▶ [Assignment A]: In the running blog post, by how much did the writer beat their time in the second half-marathon?
▶ [Assignment B]: Write out the running blog post from "Today I am sore" to "the next day.", swapping "sore" for "stiff".

▶ [Text under study]:
Monday, November 23, 2015


Yesterday I ran my second half-marathon.
Beat my time by 8 minutes.
How did that happen?
The course was harder, there were tons more people, and I started out feeling nervous & unsure.

So, why? How? Eight minutes is pretty significant (considering my first half was just three weeks prior).
I'll tell you what happened.
I ran with two girls/teammates/friends (I think after you complete an event like that, literally alongside somebody, you move up from teammate to friend level...right?).
They pushed me every step of the way (or, I suppose pulled, as I was mainly the caboose of our little gang). 
I didn't look at my garmin once; I've run shorter distances with these particular two women & without much thought, I gave myself over to the process.
I trusted the process; the pace, as it were.
The last half mile was left leg cramped badly.
If it weren't for my compatriots, I'm fairly certain I would've walked/limped to the finish line.
I ran.
What a day.
I hadn't planned on doing another half any time soon, but a bib became available & next thing you know...
Lining up again.
(You know how it goes)

Today I am sore and tired.
Maybe a tad impatient with my kids.
Recovery is vastly different at age 40 than a decade ago when I first delved into athletic pursuits.
I need to work on that part. I can't very well keep this up if the trade off is being a tired bitch to my family the next day.
What else?
A little more about the group I've been running with. 
They're part of a team/foundation/greater good; they (we) raise money and awareness for cancer, focusing mainly on our local communities. Supporting families affected by cancer, supporting fighters & cancer warriors.
It's one of the most hospitable & welcoming teams I've ever had the privilege to be a part of.

You know me & the whole group thing by now.
It's painful.
I'm awkward & shy.
Slow to warm up.
It takes me a while to not be the quiet one.
Even when I "fit in", even when I'm genuinely included, I still feel kinda like the oddball.
The thing I'm beginning to realize is that most of us feel that way in group situations; we're all goofy and weird and have our quirks.
When there's a greater good, a solid cause, and such a welcoming support system in place, it's hard to feel like an outcast.
And there's a lot to be said for solidarity.

▶ [Dataset excerpts]:
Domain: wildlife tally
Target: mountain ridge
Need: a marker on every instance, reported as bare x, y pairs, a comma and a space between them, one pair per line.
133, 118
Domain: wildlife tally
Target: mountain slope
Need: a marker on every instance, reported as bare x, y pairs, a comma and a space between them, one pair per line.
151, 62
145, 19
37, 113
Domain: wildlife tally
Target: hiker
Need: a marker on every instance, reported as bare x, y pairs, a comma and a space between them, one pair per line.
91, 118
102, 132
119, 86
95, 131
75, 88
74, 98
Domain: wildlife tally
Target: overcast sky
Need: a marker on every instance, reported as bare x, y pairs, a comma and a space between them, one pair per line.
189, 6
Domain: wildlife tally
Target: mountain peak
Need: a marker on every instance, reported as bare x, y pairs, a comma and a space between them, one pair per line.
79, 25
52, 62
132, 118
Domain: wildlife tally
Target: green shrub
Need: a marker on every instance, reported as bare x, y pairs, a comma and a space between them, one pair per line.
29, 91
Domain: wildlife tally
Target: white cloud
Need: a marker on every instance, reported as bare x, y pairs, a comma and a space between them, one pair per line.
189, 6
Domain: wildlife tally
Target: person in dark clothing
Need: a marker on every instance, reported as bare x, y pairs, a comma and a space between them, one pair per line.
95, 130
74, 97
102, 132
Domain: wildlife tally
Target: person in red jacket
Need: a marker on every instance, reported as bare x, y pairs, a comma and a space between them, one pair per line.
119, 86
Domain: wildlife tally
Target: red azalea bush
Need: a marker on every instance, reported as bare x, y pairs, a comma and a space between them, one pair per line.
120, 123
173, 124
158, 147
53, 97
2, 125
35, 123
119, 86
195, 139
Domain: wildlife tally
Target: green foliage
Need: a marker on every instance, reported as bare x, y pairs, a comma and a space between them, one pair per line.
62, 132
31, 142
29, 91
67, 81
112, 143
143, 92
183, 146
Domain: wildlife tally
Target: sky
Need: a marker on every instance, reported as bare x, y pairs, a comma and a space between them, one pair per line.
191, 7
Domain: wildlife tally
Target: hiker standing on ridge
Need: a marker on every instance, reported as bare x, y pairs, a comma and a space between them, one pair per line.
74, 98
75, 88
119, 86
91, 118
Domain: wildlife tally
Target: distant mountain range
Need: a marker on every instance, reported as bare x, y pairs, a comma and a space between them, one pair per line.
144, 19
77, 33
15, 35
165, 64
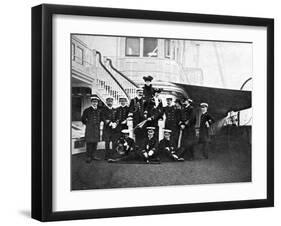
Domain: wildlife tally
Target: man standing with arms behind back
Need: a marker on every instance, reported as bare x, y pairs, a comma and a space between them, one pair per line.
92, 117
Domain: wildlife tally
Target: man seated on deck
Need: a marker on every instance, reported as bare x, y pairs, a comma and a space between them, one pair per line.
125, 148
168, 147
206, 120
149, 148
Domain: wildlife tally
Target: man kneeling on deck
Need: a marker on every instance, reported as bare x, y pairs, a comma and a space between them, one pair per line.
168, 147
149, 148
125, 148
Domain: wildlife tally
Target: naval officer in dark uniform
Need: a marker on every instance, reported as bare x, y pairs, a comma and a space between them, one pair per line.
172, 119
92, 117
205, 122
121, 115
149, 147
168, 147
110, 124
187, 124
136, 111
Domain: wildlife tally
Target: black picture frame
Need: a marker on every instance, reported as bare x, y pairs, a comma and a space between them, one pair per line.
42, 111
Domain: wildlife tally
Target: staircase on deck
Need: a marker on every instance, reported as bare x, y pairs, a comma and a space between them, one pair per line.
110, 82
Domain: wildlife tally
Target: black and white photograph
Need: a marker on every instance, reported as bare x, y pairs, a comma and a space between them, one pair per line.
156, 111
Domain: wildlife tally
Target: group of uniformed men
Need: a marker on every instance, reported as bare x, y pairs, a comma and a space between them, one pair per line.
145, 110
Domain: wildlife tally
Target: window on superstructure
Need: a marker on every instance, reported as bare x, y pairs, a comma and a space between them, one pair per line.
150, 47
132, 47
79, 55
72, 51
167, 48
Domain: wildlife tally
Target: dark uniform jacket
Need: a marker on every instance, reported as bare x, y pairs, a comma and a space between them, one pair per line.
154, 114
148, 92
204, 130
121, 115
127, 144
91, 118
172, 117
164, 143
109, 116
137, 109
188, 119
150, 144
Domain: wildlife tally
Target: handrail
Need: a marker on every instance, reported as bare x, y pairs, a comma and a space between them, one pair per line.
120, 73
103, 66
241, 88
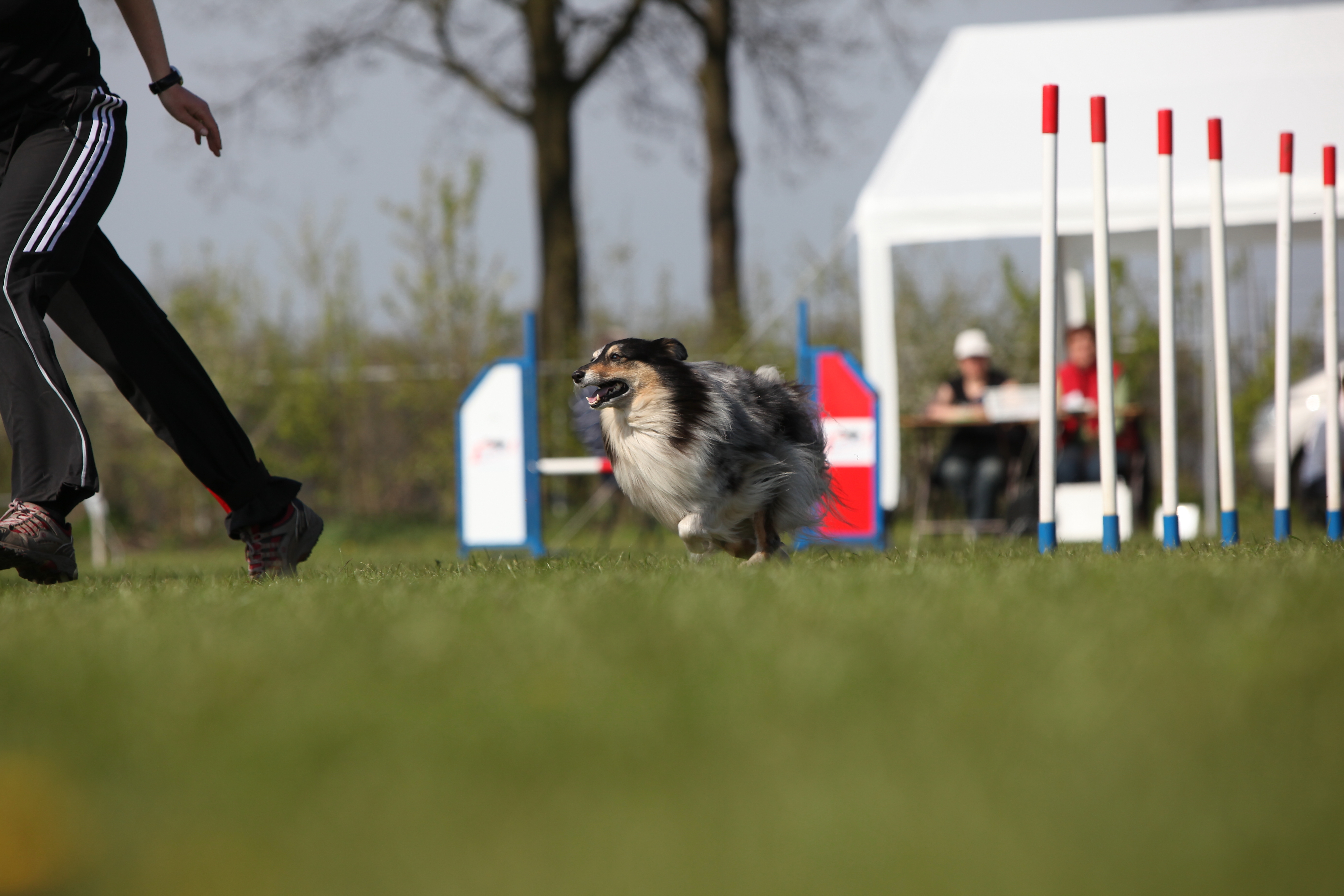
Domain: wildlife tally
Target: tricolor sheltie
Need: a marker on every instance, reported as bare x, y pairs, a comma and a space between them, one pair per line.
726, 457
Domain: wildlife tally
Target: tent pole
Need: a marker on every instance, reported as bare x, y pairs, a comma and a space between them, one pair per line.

▶ [Answer area A]: By 8 minutes.

▶ [Answer area B]:
Today I am stiff and tired.
Maybe a tad impatient with my kids.
Recovery is vastly different at age 40 than a decade ago when I first delved into athletic pursuits.
I need to work on that part. I can't very well keep this up if the trade off is being a tired bitch to my family the next day.